### Supplied text
□ □ □ □
The Quest for the Cure: The Science and Stories Behind the Next Generation of Medicines, Columbia University Press, ISBN 9780231152129, June 2011
The great advances in medicine over the last century have been to a large degree advances in the creation of new and more effective drugs to combat diseases that were previously untreatable. Stockwell tells the story of these advances, how they were achieved, and why--a fact not widely recognized by the general public--the rate of new drug discovery has slowed dramatically, raising the spectre in the medical and pharmaceutical industries of an end to new drugs.
We are first introduced to the basics of how disease and drugs work. Disease, at its simplest level, is caused by proteins in our bodies malfunctioning--whether due to the effects of infection with bacteria or viruses, or due to the mutation of a gene, in the protein itself or in a kinase that attaches to the protein. A drug is a small molecule (usually) that attaches itself to a small open spot in a protein molecule, preventing that protein from engaging in the malfunctioning behavior that creates illness. Stockwell gives us a fascinating introduction to the early waves of drug discovery, the testing and screening of small molecules that will attach to proteins and affect their functioning, for better or for worse. Interestingly, the invention of the dreaded mustard gas of the two world wars was a side product of early drug discovery research--and there are in fact legitimate and beneficial uses for some of the "mustards" produced by that research!
The drug discovery history is compelling in itself, but it leads to a more discouraging reality: Not all proteins are "druggable." Their structures don't provide suitable spots for small molecule drugs to attach themselves, or their functioning is such that "breaking" the function of the protein by a small molecule drug leads to the very disease process you want to prevent. Consider a protein that in its "on" position causes cell growth, and in its "off" position stops it--and the "broken" position for this protein, if you attach a small molecule drug to it, is the "on" position. Other proteins are involved in protein-protein reactions rather than protein-kinase reactions, and the two proteins, both being relatively large molecules, attach and interact over much larger areas than in protein-kinase reactions.
□ □ □ □
### Records shown
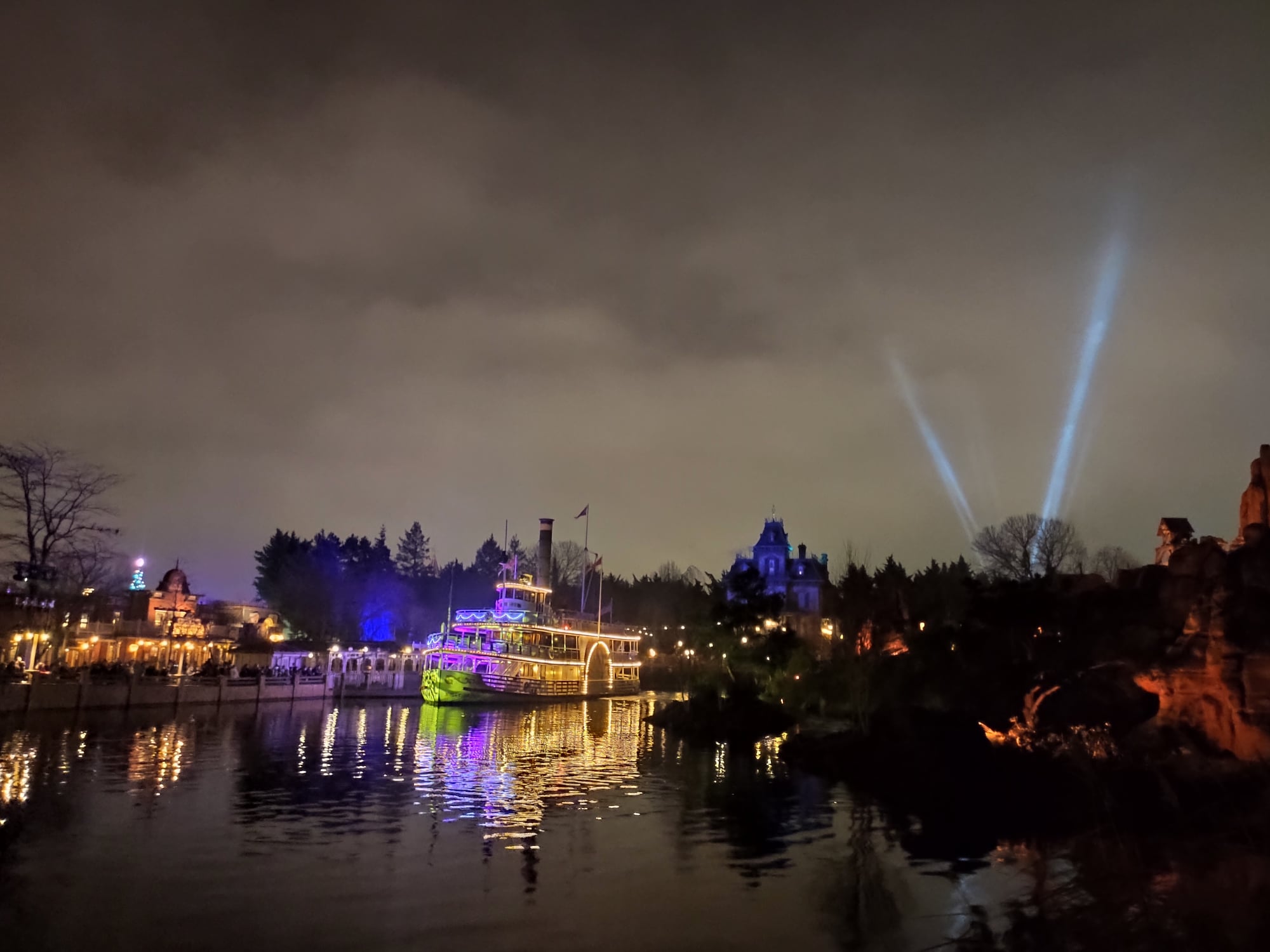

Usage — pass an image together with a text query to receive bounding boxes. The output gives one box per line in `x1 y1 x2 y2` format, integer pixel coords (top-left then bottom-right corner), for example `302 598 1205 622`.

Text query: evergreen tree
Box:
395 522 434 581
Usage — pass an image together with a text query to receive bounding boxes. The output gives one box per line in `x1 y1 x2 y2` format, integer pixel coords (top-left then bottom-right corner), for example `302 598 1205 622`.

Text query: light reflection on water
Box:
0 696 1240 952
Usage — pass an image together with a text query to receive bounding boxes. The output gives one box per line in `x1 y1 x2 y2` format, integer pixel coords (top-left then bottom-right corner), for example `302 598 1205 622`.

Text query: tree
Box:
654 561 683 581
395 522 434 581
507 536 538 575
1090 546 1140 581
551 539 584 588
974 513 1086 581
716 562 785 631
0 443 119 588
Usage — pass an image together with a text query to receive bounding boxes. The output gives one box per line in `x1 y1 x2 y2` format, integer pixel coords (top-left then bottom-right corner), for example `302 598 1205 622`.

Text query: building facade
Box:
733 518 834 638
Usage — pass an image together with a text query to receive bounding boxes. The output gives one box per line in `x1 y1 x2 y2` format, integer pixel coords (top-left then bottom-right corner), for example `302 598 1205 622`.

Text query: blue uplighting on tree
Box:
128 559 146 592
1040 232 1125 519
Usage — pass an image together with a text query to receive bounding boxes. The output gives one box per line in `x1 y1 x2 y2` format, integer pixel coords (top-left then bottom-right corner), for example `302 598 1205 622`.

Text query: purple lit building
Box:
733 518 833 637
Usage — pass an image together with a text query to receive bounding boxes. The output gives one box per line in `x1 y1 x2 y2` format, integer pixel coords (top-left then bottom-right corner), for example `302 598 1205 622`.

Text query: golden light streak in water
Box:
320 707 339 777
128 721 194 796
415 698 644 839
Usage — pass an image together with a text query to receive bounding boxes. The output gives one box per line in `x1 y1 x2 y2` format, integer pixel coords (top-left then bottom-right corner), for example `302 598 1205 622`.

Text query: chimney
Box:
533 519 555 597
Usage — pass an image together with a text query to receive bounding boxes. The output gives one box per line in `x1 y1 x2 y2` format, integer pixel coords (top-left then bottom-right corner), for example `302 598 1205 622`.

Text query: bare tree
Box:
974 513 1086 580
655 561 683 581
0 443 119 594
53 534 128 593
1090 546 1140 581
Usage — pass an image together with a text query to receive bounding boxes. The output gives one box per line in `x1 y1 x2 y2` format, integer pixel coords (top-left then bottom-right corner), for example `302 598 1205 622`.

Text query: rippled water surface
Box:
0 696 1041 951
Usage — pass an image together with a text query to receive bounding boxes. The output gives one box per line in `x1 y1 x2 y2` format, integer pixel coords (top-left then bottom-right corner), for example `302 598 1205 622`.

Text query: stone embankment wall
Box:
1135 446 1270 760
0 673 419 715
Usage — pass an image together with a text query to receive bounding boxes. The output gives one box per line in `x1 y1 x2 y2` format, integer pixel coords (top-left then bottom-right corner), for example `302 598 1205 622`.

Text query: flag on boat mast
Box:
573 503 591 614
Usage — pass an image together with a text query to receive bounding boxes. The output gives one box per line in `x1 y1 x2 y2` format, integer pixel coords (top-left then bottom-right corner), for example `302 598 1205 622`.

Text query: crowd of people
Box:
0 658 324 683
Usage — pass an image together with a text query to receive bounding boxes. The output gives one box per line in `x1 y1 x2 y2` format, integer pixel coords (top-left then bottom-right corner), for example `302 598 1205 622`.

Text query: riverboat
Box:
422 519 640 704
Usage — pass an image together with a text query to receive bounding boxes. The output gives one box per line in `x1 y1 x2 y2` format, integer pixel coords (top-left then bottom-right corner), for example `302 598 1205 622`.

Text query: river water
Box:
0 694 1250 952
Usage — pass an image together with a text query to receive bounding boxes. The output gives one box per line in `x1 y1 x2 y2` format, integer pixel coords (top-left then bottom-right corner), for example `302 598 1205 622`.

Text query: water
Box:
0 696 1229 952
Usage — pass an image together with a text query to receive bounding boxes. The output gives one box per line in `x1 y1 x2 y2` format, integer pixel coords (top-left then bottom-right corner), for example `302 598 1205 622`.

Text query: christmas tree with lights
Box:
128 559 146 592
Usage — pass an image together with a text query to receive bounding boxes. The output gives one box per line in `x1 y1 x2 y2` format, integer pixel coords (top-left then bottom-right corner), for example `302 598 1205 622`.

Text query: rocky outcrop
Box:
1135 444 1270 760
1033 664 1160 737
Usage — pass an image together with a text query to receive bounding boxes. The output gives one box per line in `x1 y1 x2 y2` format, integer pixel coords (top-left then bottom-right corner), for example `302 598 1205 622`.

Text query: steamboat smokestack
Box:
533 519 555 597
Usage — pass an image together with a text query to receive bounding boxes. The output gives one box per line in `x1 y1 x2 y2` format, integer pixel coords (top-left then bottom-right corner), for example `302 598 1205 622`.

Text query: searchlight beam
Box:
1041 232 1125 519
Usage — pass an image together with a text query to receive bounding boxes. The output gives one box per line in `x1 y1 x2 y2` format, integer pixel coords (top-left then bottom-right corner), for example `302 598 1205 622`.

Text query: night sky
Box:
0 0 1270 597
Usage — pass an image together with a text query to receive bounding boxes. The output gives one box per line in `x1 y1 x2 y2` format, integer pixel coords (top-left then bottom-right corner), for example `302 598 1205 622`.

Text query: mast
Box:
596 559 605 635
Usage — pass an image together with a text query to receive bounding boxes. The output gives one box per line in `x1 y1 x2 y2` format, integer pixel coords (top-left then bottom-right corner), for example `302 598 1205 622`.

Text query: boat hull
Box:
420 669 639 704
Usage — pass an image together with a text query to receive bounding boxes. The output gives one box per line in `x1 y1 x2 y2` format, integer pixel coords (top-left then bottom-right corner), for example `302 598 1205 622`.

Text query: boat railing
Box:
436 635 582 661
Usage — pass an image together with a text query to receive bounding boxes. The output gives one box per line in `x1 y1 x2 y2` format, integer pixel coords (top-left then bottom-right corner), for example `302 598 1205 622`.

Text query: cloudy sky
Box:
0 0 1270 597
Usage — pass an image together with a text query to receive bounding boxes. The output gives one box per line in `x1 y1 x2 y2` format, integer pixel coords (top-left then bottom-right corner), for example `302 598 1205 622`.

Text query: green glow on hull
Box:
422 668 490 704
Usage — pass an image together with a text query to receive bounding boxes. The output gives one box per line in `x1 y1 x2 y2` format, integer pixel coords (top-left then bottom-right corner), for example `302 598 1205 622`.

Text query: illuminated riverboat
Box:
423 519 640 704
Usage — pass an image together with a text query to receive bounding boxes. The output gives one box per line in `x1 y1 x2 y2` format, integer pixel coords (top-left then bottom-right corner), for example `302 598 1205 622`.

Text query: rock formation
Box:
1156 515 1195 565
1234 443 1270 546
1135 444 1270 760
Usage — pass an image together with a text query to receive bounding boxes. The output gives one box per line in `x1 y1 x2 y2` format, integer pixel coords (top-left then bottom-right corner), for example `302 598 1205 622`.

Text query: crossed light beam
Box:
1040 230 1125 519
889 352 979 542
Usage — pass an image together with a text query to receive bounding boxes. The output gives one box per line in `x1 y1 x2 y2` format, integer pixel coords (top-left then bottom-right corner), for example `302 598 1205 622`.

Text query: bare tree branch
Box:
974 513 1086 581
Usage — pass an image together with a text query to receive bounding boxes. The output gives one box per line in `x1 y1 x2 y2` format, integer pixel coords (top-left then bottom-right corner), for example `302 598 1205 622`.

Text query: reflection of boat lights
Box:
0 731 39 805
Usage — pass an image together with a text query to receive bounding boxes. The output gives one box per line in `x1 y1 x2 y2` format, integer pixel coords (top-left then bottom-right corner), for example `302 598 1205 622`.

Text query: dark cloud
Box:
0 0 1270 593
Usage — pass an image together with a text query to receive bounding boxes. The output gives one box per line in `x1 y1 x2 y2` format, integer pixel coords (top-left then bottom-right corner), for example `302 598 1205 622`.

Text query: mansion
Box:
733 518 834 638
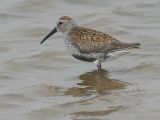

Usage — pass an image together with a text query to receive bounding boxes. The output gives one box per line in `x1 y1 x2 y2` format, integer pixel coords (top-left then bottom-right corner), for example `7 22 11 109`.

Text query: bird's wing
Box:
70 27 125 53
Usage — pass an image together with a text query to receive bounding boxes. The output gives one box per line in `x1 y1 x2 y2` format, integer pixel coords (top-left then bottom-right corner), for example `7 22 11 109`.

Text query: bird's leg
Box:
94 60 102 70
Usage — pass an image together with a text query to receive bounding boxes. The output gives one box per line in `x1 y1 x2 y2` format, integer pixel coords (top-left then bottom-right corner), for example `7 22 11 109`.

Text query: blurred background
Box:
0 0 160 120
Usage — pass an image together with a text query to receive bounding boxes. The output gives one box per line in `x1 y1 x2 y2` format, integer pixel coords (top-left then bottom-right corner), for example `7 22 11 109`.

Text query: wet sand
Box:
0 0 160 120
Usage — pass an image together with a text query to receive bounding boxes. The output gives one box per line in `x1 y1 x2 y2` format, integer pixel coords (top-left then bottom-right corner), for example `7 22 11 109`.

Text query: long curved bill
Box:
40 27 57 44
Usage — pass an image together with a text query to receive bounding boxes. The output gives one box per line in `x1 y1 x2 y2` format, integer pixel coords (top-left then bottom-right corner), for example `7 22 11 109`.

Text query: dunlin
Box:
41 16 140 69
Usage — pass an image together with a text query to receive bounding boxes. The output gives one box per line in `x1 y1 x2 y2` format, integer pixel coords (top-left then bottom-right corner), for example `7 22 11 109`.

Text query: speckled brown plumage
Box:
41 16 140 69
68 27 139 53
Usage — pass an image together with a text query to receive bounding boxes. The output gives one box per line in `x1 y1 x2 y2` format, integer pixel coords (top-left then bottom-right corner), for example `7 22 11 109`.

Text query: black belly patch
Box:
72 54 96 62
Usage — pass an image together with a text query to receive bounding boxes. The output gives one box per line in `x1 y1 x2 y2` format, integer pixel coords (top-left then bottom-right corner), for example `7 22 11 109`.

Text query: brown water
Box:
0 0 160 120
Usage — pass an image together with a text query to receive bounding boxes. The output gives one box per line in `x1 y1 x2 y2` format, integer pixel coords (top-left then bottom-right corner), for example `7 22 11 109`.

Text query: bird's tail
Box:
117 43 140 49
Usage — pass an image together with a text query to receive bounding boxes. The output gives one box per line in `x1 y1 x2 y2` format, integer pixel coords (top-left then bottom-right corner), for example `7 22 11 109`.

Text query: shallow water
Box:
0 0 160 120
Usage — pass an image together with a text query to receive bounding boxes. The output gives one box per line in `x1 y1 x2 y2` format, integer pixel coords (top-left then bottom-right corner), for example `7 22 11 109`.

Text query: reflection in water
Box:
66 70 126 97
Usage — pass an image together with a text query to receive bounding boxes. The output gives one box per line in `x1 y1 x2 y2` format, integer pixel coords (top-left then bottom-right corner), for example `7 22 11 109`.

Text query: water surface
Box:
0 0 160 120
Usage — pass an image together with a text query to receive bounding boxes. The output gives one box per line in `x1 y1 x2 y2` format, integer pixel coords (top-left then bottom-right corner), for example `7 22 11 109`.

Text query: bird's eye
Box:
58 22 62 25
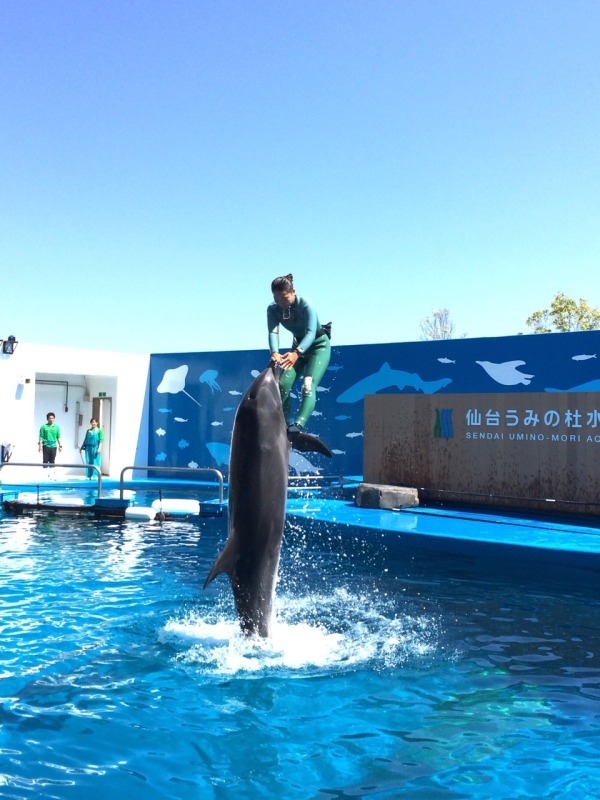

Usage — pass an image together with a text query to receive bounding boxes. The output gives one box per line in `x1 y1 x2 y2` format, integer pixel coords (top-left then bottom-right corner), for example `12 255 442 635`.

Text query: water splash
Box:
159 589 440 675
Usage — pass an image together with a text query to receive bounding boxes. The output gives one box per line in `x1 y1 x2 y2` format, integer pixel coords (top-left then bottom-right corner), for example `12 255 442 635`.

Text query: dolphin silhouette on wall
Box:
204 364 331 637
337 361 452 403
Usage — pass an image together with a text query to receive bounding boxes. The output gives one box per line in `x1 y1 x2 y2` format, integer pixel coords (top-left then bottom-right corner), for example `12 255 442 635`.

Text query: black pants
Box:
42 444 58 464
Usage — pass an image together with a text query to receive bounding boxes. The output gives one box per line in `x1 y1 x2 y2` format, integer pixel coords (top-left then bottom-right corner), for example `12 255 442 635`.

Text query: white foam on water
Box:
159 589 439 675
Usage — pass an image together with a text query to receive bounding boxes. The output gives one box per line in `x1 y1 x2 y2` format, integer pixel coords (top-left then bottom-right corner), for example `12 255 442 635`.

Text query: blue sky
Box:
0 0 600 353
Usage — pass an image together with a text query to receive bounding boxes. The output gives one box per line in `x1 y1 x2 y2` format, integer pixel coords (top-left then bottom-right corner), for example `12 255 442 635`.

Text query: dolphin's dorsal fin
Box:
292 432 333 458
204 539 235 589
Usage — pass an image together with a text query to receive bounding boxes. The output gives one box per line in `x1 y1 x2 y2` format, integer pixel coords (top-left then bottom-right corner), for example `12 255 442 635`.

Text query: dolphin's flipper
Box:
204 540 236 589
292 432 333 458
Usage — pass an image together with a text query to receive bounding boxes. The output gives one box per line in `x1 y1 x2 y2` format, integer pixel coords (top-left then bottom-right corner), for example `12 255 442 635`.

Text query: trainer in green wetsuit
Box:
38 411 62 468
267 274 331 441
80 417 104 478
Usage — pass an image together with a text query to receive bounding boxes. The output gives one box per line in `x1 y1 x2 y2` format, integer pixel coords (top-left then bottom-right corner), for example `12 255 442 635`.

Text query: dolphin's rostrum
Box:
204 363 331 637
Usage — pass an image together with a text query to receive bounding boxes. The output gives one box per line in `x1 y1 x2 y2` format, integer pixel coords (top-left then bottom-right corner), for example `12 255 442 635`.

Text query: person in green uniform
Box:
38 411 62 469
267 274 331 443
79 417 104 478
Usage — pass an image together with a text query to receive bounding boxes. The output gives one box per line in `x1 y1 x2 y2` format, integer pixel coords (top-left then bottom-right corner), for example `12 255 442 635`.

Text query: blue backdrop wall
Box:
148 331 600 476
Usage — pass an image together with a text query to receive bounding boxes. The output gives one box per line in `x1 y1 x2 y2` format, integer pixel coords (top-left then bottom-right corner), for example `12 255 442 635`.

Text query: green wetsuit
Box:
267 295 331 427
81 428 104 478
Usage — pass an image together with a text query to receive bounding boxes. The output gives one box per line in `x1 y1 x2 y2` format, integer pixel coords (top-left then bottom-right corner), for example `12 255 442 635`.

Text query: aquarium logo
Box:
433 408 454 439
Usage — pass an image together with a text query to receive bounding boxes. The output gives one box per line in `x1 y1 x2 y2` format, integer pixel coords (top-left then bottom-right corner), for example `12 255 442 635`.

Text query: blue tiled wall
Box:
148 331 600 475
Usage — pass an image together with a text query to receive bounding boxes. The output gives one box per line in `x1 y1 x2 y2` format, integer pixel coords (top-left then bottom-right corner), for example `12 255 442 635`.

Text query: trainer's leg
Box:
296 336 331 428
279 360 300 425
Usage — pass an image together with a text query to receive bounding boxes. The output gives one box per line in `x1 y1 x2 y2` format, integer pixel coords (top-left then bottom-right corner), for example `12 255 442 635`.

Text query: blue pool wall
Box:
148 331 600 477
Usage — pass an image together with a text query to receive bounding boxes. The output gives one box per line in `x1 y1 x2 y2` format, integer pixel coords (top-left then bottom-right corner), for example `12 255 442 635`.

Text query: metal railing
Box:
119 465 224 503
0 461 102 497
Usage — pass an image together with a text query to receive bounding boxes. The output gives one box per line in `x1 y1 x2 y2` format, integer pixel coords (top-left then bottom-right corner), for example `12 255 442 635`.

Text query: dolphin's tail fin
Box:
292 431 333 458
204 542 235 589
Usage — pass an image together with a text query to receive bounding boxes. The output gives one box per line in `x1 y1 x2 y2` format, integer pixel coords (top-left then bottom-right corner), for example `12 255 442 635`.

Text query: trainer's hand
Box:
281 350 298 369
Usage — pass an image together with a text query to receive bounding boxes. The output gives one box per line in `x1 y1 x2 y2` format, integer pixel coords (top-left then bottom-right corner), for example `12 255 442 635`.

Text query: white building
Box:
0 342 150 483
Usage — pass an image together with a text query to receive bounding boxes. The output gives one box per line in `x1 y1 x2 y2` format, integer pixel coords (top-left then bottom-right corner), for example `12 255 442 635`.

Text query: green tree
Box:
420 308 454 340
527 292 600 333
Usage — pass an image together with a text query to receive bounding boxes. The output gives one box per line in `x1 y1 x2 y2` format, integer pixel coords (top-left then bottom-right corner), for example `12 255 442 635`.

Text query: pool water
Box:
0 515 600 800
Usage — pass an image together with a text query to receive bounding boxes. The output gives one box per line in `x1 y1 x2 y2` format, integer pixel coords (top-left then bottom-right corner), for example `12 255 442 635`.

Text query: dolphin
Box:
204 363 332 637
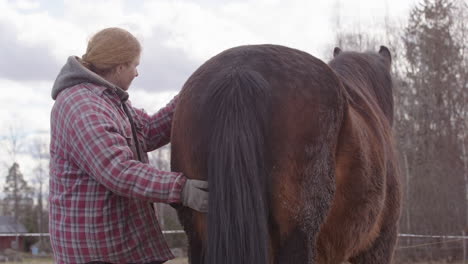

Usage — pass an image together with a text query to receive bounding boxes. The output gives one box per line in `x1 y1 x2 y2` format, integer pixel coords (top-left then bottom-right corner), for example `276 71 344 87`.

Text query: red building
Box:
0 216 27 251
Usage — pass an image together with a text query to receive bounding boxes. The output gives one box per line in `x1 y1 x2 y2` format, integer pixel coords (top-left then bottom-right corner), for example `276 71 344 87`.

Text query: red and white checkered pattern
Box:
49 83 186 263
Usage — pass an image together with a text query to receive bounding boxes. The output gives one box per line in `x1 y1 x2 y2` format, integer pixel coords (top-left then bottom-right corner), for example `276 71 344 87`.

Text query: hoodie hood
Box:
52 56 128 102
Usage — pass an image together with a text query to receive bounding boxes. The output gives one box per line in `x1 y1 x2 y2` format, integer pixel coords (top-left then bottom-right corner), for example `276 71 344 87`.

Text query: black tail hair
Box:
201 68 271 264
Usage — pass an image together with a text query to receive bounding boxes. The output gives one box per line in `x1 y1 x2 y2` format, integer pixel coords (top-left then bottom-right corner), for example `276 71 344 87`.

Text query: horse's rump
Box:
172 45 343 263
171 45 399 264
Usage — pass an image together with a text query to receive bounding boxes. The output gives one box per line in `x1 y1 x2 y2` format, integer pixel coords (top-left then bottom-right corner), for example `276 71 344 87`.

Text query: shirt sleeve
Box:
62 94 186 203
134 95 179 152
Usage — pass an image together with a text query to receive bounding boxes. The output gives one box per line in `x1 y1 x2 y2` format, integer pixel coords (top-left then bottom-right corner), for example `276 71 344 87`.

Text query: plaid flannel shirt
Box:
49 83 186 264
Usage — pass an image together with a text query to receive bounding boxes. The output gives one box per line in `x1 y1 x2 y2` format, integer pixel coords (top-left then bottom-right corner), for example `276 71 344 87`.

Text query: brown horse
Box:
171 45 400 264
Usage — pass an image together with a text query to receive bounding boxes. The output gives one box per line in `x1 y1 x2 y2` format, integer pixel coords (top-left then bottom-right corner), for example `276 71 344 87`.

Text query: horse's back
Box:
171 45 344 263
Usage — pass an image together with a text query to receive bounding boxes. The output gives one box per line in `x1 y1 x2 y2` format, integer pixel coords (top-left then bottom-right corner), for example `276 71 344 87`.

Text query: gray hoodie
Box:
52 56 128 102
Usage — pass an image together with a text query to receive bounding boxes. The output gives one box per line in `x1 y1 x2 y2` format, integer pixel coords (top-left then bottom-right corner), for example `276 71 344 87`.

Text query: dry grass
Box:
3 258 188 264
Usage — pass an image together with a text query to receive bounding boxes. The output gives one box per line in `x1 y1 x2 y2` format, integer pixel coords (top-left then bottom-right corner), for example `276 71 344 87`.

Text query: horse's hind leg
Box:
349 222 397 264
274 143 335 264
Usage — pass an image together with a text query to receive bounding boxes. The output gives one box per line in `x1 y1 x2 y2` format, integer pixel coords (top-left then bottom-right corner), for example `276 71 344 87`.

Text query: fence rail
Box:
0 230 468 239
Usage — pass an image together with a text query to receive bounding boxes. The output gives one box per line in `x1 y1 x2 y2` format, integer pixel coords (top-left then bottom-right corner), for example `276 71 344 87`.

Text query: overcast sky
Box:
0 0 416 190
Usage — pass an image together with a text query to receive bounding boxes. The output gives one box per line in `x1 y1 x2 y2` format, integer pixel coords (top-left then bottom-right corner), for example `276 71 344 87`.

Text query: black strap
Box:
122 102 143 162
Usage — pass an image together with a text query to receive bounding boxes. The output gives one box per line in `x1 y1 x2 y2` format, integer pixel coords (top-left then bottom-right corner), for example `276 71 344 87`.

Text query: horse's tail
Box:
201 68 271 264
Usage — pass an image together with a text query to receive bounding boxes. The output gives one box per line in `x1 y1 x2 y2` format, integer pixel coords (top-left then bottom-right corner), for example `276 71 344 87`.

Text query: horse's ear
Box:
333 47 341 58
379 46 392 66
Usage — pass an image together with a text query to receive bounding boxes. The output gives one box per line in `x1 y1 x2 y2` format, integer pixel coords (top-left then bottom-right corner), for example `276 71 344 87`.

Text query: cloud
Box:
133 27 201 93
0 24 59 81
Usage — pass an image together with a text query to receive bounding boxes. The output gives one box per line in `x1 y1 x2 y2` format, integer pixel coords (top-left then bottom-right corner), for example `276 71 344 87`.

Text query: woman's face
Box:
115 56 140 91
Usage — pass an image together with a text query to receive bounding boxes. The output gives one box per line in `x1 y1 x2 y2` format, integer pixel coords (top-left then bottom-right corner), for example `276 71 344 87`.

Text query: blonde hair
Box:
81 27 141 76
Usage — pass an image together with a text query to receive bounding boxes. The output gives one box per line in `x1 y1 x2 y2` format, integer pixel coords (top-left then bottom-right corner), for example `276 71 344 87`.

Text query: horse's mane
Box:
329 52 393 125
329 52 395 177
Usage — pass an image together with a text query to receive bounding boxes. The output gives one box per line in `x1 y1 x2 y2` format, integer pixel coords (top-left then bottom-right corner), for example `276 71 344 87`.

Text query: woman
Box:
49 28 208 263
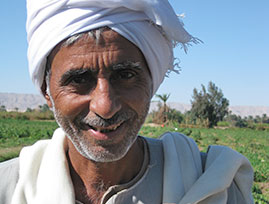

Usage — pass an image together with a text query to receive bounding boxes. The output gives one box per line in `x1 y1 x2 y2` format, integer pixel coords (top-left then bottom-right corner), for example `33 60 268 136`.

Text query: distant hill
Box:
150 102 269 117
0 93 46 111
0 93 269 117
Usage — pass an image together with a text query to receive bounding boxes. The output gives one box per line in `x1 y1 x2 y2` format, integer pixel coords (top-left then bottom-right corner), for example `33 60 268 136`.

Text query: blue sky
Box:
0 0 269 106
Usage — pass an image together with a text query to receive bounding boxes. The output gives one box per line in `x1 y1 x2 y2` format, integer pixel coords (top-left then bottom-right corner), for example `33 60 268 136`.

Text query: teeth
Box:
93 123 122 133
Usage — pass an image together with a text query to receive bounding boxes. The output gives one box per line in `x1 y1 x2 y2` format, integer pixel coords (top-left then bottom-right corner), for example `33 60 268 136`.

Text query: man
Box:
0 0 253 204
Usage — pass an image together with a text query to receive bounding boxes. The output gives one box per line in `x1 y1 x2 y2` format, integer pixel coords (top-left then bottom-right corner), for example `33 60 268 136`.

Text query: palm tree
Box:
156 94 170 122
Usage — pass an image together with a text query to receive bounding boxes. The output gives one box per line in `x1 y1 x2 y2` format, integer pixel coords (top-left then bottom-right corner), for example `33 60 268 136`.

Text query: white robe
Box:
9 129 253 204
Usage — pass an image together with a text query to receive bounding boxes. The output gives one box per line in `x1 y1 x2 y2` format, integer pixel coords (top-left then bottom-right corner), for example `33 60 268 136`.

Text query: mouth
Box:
□ □ □ □
### Your task
Summarize the review of The Quest for the Cure in two sentences.

### Answer section
The review says that Stockwell tells how the great medical advances of the last century, largely the creation of new drugs, were achieved, and why the rate of new drug discovery has slowed dramatically. After explaining that disease comes from malfunctioning proteins and that a drug is usually a small molecule that attaches to an open spot on a protein, the book shows that not all proteins are "druggable," because some lack suitable attachment spots, some are pushed into a harmful state when a drug breaks them, and some interact with other proteins over much larger areas.